■ **Exercise prompt**
Please output, without any change, the lines of the material below from the very first through the one with "e.g. [[990, 127]]".

___ Data provided

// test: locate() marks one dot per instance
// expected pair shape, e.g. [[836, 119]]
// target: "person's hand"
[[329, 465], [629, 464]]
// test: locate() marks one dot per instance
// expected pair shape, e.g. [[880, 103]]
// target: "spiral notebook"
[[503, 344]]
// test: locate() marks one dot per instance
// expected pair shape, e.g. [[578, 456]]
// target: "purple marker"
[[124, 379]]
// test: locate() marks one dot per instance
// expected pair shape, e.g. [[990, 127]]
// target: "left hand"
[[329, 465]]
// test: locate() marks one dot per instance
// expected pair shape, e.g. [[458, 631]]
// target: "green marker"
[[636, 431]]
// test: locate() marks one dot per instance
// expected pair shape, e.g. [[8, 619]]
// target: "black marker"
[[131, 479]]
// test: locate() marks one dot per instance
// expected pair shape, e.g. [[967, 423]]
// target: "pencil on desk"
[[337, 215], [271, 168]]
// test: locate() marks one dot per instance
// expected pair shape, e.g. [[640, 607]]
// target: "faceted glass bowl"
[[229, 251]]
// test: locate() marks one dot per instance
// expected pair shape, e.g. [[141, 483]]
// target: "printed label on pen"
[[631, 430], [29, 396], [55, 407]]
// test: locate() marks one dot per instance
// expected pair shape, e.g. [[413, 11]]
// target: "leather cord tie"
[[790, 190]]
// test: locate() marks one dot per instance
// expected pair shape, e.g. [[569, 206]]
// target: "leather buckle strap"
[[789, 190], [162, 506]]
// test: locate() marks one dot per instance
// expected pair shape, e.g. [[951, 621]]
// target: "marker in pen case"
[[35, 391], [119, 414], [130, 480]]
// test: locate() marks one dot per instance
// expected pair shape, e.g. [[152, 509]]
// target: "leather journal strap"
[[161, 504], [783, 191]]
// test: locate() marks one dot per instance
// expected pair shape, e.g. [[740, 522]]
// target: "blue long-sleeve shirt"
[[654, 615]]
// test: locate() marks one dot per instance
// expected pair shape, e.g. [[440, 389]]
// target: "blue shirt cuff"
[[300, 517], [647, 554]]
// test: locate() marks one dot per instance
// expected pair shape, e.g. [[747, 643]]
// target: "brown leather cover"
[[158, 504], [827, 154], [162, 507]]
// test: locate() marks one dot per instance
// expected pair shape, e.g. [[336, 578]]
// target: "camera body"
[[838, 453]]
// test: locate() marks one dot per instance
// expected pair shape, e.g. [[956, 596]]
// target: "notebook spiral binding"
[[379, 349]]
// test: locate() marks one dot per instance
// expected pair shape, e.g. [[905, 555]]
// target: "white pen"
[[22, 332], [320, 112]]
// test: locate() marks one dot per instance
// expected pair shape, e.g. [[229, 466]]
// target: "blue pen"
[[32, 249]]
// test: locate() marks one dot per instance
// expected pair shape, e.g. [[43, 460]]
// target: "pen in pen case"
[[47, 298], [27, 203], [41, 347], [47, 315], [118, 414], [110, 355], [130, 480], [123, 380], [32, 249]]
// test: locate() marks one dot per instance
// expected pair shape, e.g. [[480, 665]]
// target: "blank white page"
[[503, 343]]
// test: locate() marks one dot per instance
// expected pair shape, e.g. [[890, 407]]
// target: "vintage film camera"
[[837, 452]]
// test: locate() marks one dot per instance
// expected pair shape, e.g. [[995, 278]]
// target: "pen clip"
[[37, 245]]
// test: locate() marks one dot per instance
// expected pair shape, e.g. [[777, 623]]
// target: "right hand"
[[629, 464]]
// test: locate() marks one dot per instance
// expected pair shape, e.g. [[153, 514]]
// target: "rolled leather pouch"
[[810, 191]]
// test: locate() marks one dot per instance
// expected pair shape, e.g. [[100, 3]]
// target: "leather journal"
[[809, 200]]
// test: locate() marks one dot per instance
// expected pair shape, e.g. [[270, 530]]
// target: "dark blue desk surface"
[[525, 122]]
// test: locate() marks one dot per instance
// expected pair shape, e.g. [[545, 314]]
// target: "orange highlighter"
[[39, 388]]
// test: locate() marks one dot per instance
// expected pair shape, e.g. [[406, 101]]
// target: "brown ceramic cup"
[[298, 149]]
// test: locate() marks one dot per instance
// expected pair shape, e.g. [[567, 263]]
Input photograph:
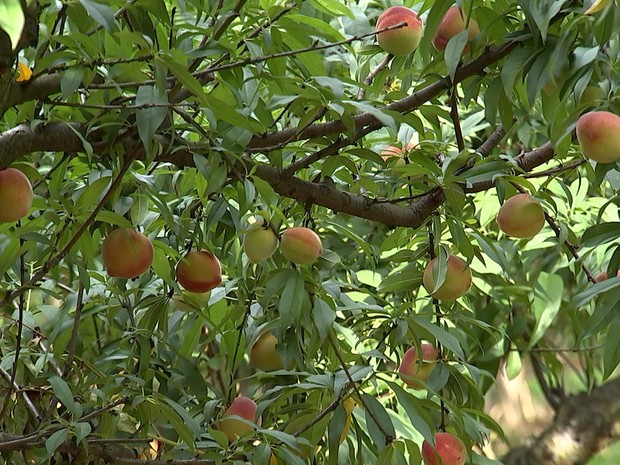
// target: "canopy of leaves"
[[189, 120]]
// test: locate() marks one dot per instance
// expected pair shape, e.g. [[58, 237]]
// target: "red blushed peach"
[[452, 24], [521, 216], [15, 195], [199, 271], [399, 41], [457, 281], [243, 407], [259, 241], [412, 371], [448, 447], [301, 245], [126, 253], [598, 133], [264, 355]]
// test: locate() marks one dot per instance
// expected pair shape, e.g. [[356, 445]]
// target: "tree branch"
[[584, 424]]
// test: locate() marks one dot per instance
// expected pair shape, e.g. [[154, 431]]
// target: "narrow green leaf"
[[103, 14], [12, 20], [149, 119], [63, 392], [55, 440], [291, 300]]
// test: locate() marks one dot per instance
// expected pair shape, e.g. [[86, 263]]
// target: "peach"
[[602, 276], [453, 23], [457, 281], [15, 195], [399, 41], [190, 301], [199, 271], [259, 241], [521, 216], [264, 355], [126, 253], [411, 370], [301, 245], [448, 447], [598, 133], [242, 407]]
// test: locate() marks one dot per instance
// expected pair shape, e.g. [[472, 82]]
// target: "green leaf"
[[454, 50], [547, 300], [600, 234], [12, 20], [611, 354], [55, 440], [381, 416], [289, 305], [418, 416], [149, 119], [324, 317], [103, 14], [65, 396], [332, 7]]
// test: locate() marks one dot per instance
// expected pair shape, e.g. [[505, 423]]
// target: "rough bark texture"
[[584, 425]]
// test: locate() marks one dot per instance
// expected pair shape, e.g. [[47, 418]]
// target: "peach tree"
[[293, 210]]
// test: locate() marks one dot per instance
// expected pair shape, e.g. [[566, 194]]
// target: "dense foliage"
[[190, 120]]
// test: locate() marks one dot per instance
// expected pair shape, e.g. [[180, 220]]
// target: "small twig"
[[556, 170], [31, 407], [388, 437], [373, 74], [454, 115], [74, 332]]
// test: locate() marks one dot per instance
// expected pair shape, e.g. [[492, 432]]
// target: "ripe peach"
[[259, 241], [301, 245], [126, 253], [457, 282], [598, 133], [15, 195], [521, 216], [190, 301], [452, 24], [399, 41], [264, 355], [243, 407], [199, 271], [411, 370], [450, 449], [602, 276]]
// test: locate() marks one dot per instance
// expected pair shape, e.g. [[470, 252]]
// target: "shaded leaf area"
[[189, 121]]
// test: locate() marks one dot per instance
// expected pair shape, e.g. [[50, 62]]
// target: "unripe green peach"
[[457, 282], [602, 276], [199, 271], [15, 195], [264, 355], [450, 449], [126, 253], [399, 41], [191, 301], [521, 216], [598, 133], [301, 245], [412, 371], [259, 241], [453, 23], [243, 407]]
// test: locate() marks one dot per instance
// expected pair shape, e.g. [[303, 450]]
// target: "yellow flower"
[[24, 72]]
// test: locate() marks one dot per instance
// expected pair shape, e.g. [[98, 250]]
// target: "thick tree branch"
[[406, 105], [585, 424]]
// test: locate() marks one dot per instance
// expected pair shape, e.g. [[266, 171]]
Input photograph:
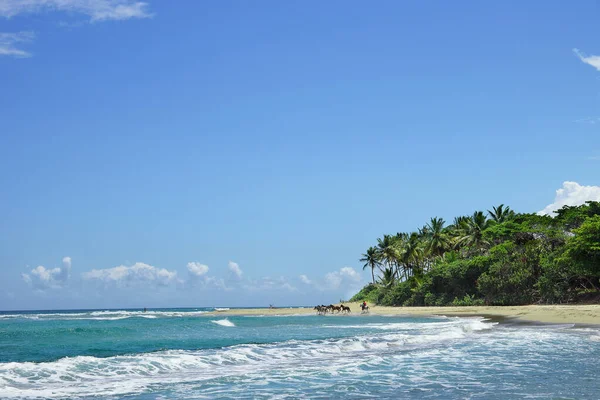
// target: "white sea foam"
[[109, 315], [223, 322], [122, 375], [378, 356]]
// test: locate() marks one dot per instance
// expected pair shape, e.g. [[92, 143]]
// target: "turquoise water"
[[186, 354]]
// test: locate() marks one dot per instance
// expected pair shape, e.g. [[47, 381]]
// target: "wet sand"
[[571, 314]]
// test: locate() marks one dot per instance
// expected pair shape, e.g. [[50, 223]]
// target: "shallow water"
[[186, 354]]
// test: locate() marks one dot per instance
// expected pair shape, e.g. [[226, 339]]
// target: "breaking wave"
[[83, 376]]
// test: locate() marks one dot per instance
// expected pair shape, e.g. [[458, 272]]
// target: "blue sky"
[[232, 153]]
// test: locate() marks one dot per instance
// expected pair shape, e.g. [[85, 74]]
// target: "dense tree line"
[[496, 258]]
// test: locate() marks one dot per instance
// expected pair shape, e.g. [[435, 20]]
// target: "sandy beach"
[[572, 314]]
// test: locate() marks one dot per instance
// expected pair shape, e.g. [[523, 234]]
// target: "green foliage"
[[507, 259]]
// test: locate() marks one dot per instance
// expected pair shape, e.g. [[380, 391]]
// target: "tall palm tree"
[[437, 238], [472, 231], [388, 252], [413, 254], [371, 259], [388, 278], [501, 214]]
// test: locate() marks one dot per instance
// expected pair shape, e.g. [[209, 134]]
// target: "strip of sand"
[[571, 314]]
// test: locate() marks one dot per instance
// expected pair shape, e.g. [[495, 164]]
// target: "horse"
[[320, 309]]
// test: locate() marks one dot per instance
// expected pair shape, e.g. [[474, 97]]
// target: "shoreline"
[[557, 314]]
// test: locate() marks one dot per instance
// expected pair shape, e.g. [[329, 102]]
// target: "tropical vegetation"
[[497, 257]]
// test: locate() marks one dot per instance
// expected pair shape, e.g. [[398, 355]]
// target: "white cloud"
[[270, 283], [572, 194], [196, 269], [8, 43], [345, 276], [46, 278], [97, 10], [235, 269], [594, 61], [588, 120], [137, 273]]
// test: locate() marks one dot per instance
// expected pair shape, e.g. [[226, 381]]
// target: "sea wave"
[[84, 376], [108, 315], [223, 322]]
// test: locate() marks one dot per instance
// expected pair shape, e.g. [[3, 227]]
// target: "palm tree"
[[371, 259], [413, 254], [472, 231], [387, 280], [437, 238], [388, 252], [501, 214]]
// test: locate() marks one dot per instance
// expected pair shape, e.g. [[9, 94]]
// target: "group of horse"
[[323, 309]]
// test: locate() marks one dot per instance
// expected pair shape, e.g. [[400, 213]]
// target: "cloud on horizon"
[[235, 269], [97, 10], [196, 269], [594, 61], [42, 278], [139, 273], [9, 40], [571, 194]]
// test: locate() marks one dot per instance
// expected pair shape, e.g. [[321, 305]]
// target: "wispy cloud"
[[139, 273], [588, 120], [268, 283], [97, 10], [49, 278], [9, 42], [235, 269], [572, 194], [594, 61], [196, 269]]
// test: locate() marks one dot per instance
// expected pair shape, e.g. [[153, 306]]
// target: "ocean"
[[187, 354]]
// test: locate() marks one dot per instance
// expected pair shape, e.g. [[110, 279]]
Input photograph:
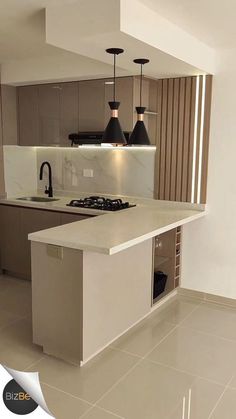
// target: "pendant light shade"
[[113, 133], [139, 135]]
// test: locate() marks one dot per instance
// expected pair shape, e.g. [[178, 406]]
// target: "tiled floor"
[[180, 363]]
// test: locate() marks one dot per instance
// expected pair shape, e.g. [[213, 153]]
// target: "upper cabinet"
[[69, 111], [91, 105], [28, 121], [48, 113]]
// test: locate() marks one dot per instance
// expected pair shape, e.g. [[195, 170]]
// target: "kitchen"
[[101, 172]]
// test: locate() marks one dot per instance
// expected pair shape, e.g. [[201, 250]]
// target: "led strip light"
[[195, 140], [201, 140]]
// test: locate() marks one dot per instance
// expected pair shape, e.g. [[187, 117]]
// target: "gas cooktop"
[[101, 203]]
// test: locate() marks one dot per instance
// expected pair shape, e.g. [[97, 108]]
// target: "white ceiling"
[[211, 21], [22, 28]]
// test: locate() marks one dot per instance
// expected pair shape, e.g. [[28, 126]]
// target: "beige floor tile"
[[177, 310], [226, 409], [206, 356], [16, 348], [92, 380], [97, 413], [7, 318], [15, 296], [214, 319], [200, 400], [63, 406], [143, 338], [148, 391]]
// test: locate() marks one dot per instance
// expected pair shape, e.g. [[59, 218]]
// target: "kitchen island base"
[[82, 301]]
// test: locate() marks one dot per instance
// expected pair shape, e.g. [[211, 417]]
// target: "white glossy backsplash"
[[20, 169], [115, 171], [118, 171]]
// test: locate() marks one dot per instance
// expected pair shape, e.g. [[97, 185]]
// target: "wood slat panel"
[[163, 139], [177, 143], [174, 139], [180, 139], [206, 134], [198, 138], [158, 140], [187, 114], [169, 137], [191, 138]]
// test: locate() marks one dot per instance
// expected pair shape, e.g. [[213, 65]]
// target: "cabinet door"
[[91, 105], [10, 238], [69, 111], [28, 115], [49, 114], [32, 220], [124, 95], [70, 218]]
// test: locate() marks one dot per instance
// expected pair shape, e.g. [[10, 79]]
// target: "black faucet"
[[49, 189]]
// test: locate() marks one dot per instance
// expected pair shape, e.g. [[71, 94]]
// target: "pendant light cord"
[[114, 79], [141, 82]]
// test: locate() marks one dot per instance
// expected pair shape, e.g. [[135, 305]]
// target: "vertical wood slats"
[[176, 102]]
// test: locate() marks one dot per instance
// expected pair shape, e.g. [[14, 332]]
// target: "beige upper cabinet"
[[69, 111], [28, 120], [49, 114], [91, 105]]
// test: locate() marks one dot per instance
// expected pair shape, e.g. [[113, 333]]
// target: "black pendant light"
[[139, 135], [113, 133]]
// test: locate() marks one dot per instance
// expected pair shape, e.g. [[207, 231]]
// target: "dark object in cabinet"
[[159, 283]]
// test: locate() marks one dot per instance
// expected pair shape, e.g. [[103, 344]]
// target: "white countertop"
[[110, 233]]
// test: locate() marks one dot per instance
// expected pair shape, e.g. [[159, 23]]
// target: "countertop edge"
[[115, 249]]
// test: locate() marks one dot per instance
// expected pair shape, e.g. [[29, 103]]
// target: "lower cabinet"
[[15, 225], [166, 263]]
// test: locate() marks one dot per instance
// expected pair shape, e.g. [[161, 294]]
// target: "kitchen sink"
[[37, 199]]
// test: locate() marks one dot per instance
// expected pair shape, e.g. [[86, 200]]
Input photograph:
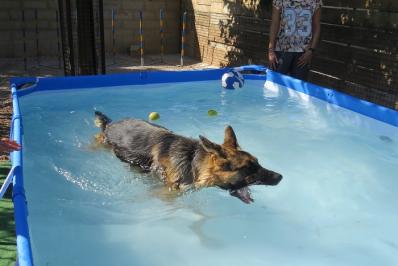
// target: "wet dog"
[[184, 163]]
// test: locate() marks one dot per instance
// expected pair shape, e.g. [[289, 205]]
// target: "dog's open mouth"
[[242, 193]]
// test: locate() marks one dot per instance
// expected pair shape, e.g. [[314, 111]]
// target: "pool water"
[[337, 203]]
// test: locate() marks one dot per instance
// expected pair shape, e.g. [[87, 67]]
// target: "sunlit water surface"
[[337, 203]]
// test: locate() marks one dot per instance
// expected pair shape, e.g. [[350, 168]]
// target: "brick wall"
[[126, 24], [357, 54]]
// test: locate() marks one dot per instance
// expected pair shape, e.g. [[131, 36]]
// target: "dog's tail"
[[101, 120]]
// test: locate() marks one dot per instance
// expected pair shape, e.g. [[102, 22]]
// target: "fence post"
[[141, 40], [184, 21], [161, 35]]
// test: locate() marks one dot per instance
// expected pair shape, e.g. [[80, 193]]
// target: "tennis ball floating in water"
[[154, 116], [212, 112]]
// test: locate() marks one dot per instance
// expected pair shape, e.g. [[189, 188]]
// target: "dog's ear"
[[210, 146], [230, 140]]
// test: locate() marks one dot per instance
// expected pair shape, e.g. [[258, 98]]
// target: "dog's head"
[[235, 170]]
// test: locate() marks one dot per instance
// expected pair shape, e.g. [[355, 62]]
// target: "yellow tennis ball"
[[154, 116], [212, 112]]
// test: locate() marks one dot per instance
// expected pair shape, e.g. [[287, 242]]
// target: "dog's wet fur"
[[182, 162]]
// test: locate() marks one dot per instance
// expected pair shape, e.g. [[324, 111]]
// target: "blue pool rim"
[[24, 250]]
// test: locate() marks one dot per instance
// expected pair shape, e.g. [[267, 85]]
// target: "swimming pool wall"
[[139, 78]]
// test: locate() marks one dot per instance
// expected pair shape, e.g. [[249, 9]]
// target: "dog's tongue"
[[243, 194]]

______

■ **Written response**
// test: locate() marks one dot per instance
// expected pair shape, e.g. [[836, 119]]
// target: "person's hand"
[[329, 465], [629, 464]]
// test: locate() marks one dot per instance
// expected pair shape, e.g. [[880, 103]]
// target: "spiral notebook"
[[503, 344]]
// test: locate() marks one dot per instance
// expected pair shape, e.g. [[578, 456]]
// target: "purple marker"
[[124, 379]]
// test: locate() marks one dot per instance
// expected pair shape, e.g. [[990, 127]]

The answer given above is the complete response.